==== Data for the task

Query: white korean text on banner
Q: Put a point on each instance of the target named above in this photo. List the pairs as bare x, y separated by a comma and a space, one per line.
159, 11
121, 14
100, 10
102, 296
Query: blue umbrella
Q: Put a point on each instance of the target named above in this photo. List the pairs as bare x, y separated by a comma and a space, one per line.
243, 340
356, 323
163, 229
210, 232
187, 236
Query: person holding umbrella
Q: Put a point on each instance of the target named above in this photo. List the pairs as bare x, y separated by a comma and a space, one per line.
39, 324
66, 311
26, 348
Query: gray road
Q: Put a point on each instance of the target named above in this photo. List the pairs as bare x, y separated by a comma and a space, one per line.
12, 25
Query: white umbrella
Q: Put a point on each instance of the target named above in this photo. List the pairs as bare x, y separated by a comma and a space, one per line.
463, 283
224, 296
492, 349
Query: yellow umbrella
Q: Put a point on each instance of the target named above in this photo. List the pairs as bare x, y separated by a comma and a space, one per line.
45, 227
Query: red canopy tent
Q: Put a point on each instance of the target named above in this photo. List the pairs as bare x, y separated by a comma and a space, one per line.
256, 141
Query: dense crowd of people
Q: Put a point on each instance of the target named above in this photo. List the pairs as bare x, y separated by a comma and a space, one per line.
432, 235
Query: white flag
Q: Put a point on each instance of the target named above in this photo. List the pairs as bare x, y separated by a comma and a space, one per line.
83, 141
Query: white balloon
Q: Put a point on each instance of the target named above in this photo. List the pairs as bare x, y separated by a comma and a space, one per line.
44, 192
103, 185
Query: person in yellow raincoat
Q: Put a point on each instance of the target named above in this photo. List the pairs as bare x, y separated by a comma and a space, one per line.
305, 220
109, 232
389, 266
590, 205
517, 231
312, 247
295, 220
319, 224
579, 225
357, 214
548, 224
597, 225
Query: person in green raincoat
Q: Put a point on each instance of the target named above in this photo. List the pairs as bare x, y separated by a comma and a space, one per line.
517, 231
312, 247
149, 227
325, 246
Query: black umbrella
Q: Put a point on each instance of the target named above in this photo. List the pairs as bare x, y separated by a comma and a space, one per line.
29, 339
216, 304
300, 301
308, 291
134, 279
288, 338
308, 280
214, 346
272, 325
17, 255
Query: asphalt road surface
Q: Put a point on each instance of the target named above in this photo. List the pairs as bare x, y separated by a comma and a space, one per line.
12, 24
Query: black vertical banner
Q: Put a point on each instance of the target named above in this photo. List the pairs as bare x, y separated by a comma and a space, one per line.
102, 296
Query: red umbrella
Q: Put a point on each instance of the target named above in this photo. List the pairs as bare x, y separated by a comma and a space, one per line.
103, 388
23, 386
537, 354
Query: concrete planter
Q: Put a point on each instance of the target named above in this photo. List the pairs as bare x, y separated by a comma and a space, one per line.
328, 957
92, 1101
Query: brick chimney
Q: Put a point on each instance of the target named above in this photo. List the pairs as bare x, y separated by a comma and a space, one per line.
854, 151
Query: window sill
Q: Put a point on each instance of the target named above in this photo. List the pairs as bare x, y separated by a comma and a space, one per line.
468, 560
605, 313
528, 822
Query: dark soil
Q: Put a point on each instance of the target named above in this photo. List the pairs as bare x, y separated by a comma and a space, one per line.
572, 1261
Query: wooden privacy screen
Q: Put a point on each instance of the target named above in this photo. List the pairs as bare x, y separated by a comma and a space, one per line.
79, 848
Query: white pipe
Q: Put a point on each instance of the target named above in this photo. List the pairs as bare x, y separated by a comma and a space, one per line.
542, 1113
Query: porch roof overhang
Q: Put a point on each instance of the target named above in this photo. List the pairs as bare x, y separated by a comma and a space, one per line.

========

• [What this task involves]: Copy every line above word for word, without omitting or altering anything.

• [Worked answer]:
Query: white korean text on banner
Q: Put a point on each instance of the target named above in this photo. List the pairs as bare x, y separated by a comma and a space, one per line.
159, 11
121, 14
100, 10
102, 296
Query: blue umbrella
Q: Put a point on each instance of the target named above in this photo. List the pairs as bare x, y separated by a comma and a space, one per line.
243, 340
356, 323
163, 229
210, 232
187, 236
Query: person holding umbrella
Q: Put a point on each instance of the target named above in this photo. List the pairs as bare x, y separated by a comma and a space, one per line.
39, 324
66, 311
26, 348
Query: gray road
Q: Put a point on each instance of the target named above in this photo. List the pairs as bare x, y separated by a comma and a space, one per line.
12, 25
Query: white umbrella
Q: Put a point on each instance of the target named above in this photo. List the pairs as bare x, y separated by a comma and a space, one per line.
463, 283
224, 296
492, 349
Query: yellow umbrella
Q: Put a point on each instance of the target named above in this photo. List the pairs as bare x, y separated by a comma and a space, one per line.
45, 227
Query: red canopy tent
Q: Put a point on each instance of the target named above in this photo. List the pairs as bare x, y separated by a comma and a space, one per line.
256, 141
Query: dense crowd of people
Q: Put a point on each instance of the target named above in this photo. List the pairs as bare x, y separated by a comma and a space, one per line.
432, 235
Query: white flag
Q: Put a point on each instance of the target named above in this photo. List the pairs as bare x, y separated by a comma and a space, one per line.
83, 141
Query: white balloon
Q: Put a point on each instance of the target named above in this photo. List the pairs as bare x, y separated by a comma and a space, one per line.
44, 192
103, 185
Query: person in yellow raincoat
Q: Put a point on each instance of the target named above in this photo. List the pairs as bare x, y separated by a comma and a space, one per line.
305, 220
109, 232
389, 266
590, 205
517, 231
312, 247
295, 220
319, 224
579, 225
357, 214
548, 224
597, 225
Query: person in green raincoat
Q: Put a point on each instance of the target named above in this photo. List the pairs as bare x, y separated by a comma and a space, one per line.
517, 231
312, 247
149, 227
325, 246
Query: black umbrella
Q: Put a point on each instance of the target named above in this photo. List the pairs as bare x, y separated by a comma and a space, one per line.
29, 339
216, 304
300, 301
308, 291
134, 279
288, 338
308, 280
214, 346
272, 325
17, 255
Query: asphalt road surface
Q: Put a point on each instance of the target named above in this photo. List the pairs as bare x, y separated by a comma and a space, one per line.
12, 24
Query: black vertical banner
Q: Put a point on each instance of the target named above in this photo. List the pairs as bare x, y separated by a comma and a space, one per line.
102, 296
Query: red umbrella
Q: Put a point on each instance of the target named above in this photo. List the pairs as bare x, y separated by a comma and a space, one per line.
103, 388
23, 386
537, 354
Query: concrete planter
Q: Put a point on each instance of the target named above in this photo. List the pairs as bare x, y separated by a comma and a space, one per line.
328, 957
92, 1101
Query: brick chimney
Q: Put a point on each instance of the target named above in this photo. List the pairs as bare x, y separated by a comma and a space, one per line.
854, 151
Query: window sill
Q: Put a point on each instance of the target named above in this photo. List the pairs as bare x, y separated by a comma and a space, one per line.
468, 560
605, 313
528, 822
Query: dark soil
Q: Put a point on each instance of the target named above in this photo. List the pairs as bare x, y separated by a comma and a space, one per line.
572, 1261
Query: wooden privacy screen
Q: Put a point on each instance of the target named above in this photo. List the pairs as bare x, y separated by a comma and a space, one per line.
79, 848
Query: white pipe
Q: Put a point on each instance of the target named above in this photo. List the pairs as bare x, y separated by a comma and a space, one per line.
542, 1113
Query: porch roof overhang
Q: Put a point on each instance of the target named above in this photo. List the pairs as bare x, y separated by a comma and a space, one per line.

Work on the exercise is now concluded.